SUPPLIED RECORDS START

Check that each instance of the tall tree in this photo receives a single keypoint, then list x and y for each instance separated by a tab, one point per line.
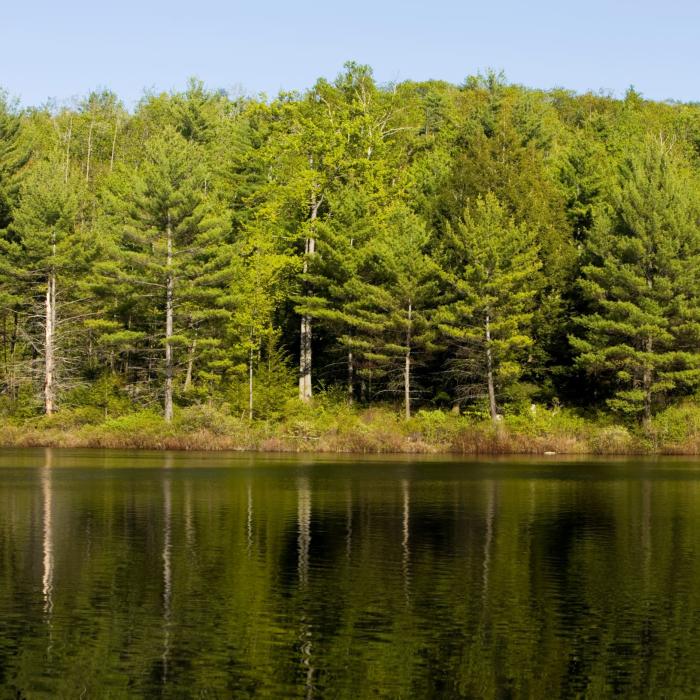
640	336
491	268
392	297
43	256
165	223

SUPPLIED RECORDS END
SUPPLIED RECORDS START

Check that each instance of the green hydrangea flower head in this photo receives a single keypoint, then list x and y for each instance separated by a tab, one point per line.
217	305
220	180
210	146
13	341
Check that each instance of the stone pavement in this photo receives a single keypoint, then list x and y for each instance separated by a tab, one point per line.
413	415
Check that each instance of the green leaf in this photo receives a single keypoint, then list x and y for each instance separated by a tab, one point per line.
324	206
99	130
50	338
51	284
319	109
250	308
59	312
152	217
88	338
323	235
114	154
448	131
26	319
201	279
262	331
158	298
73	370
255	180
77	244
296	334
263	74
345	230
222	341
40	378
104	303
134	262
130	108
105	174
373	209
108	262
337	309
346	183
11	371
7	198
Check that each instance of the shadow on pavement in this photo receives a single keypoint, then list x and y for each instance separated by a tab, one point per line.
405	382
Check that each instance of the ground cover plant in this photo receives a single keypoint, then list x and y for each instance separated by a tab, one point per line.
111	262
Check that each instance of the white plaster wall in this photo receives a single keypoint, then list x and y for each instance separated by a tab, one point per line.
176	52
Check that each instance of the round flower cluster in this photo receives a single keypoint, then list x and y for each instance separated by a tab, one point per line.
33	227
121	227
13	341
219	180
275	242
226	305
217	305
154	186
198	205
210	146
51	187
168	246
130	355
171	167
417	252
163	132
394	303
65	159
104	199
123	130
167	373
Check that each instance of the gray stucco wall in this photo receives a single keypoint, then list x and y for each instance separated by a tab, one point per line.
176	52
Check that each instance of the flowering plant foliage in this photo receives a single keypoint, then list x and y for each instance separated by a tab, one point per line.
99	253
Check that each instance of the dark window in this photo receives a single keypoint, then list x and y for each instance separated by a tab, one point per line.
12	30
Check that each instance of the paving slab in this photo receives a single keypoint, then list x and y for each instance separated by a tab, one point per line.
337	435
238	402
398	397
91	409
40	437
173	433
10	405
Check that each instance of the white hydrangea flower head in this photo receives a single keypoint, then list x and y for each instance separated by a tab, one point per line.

SUPPLIED RECORDS END

### WHAT THE TASK REQUIRES
Out of the entries above, write out only the lines between the line holding "Check that each instance of the white plaster" and the line holding "Check that each instance of the white hydrangea", inclusive, each exactly as given.

### TASK RESULT
Check that each instance of the white plaster wall in this photo receives a single keypoint, then list x and y for each instance separated by a tab, one point per line.
176	52
Check that each instance of the round flower cluster in this photo receives a single keypoint, then list x and y for each instance separated by a tab, one point per line.
33	227
121	227
13	341
219	180
275	242
226	305
217	305
154	186
198	205
210	146
51	187
168	246
130	355
171	167
417	252
163	132
394	303
65	159
104	199
123	130
167	373
Check that each instance of the gray stucco wall in this photo receives a single keypoint, then list x and y for each instance separated by a tab, one point per line.
176	52
Check that each instance of the flowering plant foliage in this photo receives a single keypoint, then list x and y for each instance separated by a tab, one point per line.
99	253
Check that each instance of the dark window in this photo receives a single keypoint, then list x and y for each instance separated by a tab, one point per line.
12	30
Check that each instance of the paving slab in this photo receives a single keypoint, then list x and y for each instance separated by a tab, one point per line.
337	435
238	402
398	397
91	409
40	437
173	433
10	405
Check that each instance of the white hydrangea flower head in this photo receives a single keypoint, then list x and y for each instance separated by a tab, one point per line.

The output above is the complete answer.